Input material =>
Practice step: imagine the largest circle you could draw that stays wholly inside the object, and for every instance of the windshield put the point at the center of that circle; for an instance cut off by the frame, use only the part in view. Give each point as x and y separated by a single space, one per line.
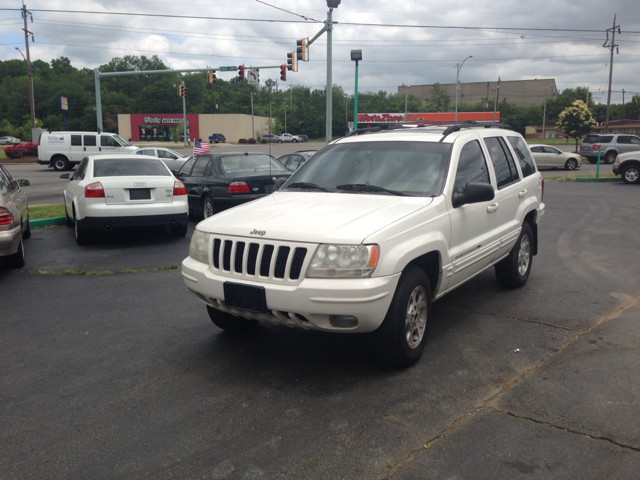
381 168
111 167
234 164
122 141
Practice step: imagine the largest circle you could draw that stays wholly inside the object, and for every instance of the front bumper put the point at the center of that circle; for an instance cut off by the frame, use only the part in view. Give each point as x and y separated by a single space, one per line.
9 241
308 305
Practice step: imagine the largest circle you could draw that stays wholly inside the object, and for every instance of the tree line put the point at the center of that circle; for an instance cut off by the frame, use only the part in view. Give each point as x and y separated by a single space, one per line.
305 111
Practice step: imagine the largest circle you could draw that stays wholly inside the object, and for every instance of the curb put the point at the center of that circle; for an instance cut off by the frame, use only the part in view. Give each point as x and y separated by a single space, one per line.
45 222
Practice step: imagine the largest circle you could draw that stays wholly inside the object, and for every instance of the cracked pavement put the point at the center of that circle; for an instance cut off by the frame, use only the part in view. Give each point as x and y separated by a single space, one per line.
123 375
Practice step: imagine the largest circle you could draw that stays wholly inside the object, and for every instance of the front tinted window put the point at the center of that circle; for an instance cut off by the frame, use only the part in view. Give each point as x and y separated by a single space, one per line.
472 167
413 168
112 167
234 164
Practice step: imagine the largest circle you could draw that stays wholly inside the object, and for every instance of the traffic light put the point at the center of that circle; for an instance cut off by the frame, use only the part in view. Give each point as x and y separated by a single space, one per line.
302 50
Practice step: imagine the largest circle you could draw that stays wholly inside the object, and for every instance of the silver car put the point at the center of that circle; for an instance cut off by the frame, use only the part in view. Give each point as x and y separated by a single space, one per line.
14 219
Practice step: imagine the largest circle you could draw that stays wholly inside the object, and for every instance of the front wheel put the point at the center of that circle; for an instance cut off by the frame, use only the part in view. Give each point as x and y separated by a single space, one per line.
400 340
610 157
631 174
513 271
229 322
571 164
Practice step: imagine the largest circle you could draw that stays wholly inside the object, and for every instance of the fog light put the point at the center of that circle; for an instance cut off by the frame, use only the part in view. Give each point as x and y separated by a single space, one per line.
343 321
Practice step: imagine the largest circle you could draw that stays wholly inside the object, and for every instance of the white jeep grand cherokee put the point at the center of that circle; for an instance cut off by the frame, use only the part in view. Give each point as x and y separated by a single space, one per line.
371 230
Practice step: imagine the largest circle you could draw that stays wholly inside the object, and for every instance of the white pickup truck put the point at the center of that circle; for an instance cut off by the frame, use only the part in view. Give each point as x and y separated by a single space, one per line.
372 229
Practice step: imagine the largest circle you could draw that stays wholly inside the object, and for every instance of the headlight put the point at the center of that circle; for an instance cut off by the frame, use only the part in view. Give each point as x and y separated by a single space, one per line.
199 247
344 261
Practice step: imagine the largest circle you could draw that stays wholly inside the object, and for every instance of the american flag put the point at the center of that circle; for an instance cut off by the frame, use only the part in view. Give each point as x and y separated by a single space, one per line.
200 148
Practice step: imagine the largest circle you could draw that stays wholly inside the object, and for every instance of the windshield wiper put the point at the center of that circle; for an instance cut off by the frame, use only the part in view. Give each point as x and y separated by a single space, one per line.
361 187
307 185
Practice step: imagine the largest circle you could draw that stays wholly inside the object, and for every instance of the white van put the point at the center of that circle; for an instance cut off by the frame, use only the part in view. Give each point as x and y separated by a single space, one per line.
63 150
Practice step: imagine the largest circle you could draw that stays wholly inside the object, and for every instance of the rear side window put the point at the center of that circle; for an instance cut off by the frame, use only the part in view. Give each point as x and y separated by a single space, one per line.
503 163
112 167
472 166
527 165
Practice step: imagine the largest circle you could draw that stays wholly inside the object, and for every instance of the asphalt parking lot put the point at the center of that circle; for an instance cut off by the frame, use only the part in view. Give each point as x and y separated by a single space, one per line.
120 374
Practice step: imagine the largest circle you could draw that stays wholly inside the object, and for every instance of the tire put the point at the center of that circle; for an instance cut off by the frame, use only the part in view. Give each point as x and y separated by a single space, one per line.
208 207
513 271
400 340
179 231
229 322
60 163
17 259
610 157
82 236
571 164
631 174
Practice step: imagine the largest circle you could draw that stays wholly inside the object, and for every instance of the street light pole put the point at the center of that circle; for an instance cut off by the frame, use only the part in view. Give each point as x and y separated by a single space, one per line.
459 67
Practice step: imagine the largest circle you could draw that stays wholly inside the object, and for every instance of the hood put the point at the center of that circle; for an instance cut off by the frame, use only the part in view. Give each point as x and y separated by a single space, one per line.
314 217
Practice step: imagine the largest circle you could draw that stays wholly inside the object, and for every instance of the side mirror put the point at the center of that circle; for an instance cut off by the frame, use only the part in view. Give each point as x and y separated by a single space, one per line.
278 183
474 192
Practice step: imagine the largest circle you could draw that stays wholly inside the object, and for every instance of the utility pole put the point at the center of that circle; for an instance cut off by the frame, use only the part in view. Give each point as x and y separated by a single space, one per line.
25 12
610 46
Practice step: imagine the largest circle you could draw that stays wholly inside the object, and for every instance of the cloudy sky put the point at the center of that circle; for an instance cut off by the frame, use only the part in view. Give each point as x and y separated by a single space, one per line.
413 42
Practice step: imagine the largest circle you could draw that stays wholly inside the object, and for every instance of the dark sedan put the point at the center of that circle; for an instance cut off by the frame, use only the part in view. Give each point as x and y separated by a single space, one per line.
218 181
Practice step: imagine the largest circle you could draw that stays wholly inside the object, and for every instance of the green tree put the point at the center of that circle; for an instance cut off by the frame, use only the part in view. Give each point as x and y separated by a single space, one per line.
575 120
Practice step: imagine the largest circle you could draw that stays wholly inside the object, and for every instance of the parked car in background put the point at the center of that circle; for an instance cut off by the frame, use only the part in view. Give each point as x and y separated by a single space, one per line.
9 141
292 161
215 182
14 219
271 138
119 191
627 165
172 159
551 157
611 145
63 150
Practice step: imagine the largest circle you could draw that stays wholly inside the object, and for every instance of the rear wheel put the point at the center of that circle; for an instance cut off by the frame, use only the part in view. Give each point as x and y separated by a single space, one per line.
610 157
571 164
229 322
60 163
631 174
17 259
513 271
208 209
400 340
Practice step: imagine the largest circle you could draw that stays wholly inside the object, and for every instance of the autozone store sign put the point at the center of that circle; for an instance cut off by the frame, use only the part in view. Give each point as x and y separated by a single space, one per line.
429 117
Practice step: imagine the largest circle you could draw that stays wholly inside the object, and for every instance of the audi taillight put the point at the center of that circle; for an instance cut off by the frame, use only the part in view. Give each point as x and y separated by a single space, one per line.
5 216
178 188
94 190
238 187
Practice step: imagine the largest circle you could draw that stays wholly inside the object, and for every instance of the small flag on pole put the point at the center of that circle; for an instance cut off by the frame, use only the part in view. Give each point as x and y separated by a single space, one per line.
200 148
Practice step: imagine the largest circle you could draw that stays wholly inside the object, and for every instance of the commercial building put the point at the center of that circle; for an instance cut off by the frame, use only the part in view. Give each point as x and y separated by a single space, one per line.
159 126
521 92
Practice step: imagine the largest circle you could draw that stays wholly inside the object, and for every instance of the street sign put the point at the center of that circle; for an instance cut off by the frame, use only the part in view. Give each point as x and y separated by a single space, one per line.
252 77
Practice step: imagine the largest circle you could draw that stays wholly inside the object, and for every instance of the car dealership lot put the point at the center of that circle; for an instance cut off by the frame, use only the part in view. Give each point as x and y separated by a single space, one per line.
123 375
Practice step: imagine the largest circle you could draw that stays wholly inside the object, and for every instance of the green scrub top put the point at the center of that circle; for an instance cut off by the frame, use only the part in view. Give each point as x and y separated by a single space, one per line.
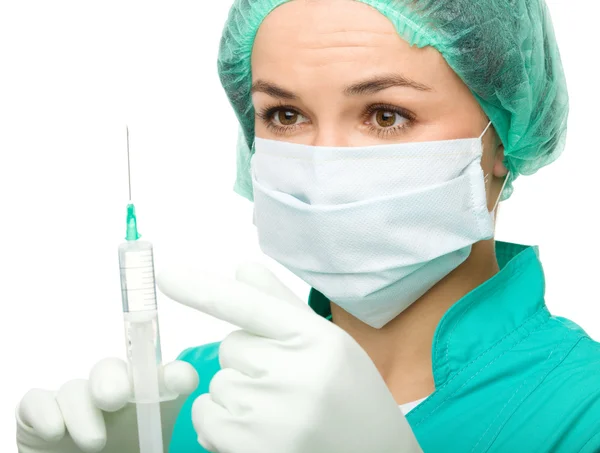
509 376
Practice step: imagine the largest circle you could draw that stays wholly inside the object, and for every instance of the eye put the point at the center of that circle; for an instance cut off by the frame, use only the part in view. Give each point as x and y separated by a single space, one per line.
286 117
387 118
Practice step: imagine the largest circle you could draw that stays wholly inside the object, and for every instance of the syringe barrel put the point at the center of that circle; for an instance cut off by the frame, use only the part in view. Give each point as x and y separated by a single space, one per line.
138 287
142 332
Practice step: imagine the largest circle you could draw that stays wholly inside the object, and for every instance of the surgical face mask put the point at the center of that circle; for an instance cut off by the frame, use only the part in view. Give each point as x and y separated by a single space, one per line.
373 228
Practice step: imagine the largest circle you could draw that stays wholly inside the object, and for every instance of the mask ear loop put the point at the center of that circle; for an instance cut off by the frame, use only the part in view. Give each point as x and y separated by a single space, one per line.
485 130
501 190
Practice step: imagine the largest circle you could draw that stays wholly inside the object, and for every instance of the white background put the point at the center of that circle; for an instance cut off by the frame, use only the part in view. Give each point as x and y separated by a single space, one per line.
72 73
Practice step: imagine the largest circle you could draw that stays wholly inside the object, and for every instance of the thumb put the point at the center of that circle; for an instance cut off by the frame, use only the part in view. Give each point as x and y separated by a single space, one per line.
263 279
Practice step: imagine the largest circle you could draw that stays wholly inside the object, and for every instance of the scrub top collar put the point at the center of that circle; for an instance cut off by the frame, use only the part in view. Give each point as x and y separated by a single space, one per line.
485 316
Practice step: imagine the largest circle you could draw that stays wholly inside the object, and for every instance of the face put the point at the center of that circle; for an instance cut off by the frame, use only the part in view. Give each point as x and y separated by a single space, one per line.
336 73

Problem to work on => Reproduce the listing from the "of the face" line onward, verbatim.

Solution to the exercise =>
Practice step: imagine the largest circle you could draw that stays wholly inside the object, and for every instance of the face put the point at the center of that circle; for an instance cut off by the frame, use only the part in view. Give each point as x and y separated by a single space, one per line.
336 73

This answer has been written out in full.